BEGIN

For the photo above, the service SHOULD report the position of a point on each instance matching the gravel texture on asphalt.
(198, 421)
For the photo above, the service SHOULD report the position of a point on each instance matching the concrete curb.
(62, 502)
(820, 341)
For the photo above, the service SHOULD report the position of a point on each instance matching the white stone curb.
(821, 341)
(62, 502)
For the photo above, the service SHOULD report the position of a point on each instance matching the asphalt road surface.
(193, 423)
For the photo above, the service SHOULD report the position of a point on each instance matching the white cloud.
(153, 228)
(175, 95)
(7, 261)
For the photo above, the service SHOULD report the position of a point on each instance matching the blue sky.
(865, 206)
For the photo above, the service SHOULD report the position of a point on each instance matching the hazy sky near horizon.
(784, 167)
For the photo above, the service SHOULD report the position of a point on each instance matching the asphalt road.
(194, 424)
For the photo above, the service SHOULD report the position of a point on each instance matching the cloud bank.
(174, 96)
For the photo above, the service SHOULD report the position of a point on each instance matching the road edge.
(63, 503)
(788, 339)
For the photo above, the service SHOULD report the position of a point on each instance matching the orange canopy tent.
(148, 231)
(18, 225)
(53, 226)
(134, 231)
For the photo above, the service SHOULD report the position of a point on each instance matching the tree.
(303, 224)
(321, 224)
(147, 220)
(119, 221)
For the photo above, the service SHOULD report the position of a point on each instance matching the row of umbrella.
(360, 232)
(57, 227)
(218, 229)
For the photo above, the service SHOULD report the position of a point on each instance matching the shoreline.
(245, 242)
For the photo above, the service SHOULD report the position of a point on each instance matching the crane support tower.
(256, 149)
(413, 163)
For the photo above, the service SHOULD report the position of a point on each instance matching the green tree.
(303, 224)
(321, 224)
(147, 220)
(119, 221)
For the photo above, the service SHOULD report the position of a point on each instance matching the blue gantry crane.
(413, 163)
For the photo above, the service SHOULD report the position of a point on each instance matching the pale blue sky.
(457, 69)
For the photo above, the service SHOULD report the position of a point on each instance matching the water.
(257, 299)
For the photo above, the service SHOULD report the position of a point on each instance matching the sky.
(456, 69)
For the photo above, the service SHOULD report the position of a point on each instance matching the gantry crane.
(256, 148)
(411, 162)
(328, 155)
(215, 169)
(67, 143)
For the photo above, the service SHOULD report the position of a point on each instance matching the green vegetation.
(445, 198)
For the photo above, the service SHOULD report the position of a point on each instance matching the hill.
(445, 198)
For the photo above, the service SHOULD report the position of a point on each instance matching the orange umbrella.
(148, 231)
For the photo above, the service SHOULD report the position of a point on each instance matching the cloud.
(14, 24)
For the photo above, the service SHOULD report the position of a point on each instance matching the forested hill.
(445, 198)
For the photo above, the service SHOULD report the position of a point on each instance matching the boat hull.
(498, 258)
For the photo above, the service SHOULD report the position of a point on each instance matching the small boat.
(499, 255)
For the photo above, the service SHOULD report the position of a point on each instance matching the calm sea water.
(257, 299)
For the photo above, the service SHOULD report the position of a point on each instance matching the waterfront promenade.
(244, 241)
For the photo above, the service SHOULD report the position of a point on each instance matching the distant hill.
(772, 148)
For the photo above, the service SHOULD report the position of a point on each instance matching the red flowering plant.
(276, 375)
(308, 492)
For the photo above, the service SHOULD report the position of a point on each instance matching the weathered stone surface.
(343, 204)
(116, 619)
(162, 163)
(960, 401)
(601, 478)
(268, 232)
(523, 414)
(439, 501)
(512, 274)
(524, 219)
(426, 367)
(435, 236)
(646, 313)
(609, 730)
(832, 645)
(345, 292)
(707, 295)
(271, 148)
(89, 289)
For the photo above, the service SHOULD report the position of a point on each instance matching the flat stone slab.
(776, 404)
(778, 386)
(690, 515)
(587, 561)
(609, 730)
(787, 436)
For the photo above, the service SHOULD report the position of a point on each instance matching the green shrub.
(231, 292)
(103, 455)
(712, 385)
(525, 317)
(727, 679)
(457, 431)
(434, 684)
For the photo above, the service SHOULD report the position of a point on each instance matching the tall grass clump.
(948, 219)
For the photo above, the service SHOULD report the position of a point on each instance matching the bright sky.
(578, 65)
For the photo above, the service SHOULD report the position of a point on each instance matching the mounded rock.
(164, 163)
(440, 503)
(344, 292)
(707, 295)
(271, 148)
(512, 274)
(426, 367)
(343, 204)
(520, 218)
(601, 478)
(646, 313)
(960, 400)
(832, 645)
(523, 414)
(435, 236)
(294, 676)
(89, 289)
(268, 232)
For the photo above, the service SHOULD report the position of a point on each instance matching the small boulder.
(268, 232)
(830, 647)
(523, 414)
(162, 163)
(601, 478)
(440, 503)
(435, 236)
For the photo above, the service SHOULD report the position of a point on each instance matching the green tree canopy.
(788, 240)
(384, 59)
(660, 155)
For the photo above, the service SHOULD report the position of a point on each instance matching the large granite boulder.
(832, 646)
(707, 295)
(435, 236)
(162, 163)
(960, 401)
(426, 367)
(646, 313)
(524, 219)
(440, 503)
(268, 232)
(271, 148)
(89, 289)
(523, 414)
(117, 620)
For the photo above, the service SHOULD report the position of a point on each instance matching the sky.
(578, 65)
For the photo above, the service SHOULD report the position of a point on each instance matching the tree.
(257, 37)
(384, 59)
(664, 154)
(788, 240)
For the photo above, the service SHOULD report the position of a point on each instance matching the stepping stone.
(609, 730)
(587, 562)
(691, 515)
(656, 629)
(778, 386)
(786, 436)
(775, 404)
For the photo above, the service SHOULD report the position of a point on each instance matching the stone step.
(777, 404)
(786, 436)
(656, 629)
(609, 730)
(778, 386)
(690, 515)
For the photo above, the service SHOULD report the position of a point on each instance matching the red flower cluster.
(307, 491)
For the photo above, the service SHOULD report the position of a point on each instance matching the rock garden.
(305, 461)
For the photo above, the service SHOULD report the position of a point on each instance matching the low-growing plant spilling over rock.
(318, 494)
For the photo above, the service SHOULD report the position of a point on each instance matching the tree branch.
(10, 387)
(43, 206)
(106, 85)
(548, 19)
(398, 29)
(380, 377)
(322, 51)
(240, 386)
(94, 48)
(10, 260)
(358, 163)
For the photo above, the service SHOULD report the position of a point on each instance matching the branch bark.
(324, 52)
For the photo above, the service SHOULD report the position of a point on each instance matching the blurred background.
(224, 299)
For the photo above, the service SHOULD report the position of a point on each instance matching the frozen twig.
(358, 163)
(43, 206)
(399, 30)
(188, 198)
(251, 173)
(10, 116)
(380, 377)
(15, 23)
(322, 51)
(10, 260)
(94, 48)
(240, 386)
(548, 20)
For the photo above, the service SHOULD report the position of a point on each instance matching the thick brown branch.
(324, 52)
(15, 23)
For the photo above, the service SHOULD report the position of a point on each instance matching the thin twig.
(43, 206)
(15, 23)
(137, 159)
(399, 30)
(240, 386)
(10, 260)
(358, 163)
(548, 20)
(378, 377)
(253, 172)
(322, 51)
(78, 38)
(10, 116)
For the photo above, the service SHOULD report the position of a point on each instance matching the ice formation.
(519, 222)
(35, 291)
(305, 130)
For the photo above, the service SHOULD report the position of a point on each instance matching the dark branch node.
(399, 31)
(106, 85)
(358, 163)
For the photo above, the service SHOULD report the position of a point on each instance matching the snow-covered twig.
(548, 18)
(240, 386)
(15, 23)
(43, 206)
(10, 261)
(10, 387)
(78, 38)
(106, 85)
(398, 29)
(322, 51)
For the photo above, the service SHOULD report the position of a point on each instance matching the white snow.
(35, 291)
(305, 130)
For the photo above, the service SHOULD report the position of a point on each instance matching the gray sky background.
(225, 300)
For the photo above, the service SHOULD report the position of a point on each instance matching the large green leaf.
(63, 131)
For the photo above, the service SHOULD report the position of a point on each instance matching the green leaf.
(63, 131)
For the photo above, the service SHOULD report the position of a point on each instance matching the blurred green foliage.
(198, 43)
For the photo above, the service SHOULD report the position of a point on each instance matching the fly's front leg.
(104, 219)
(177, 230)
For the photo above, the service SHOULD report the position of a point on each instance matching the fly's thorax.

END

WHAT YOU ARE ASKED TO DO. Can you give the entries again from the line containing "the white snow." through the end of the entries, with "fly's" renamed to "insect's" and nothing else changed?

WRITTEN RESPONSE.
For the photo above, the service SHOULD report the position of a point on each instance matching the white snow.
(35, 291)
(305, 130)
For the photo above, the service SHOULD report the position of a point on each instance matching the gray sky background.
(225, 300)
For the photo above, the service SHOULD report the position of a point on each instance matching the large green leaf.
(63, 131)
For the photo above, the service SHOULD report the position of a point on each instance matching the green leaf.
(63, 131)
For the photo above, the service SHOULD report the position of a point on each instance matching the blurred green foliage.
(198, 43)
For the photo above, the service SHOULD report the position of a point on each instance matching the insect's front leg.
(104, 219)
(177, 230)
For the photo above, the service SHOULD report the position of a point on each instance matching the insect's thorax.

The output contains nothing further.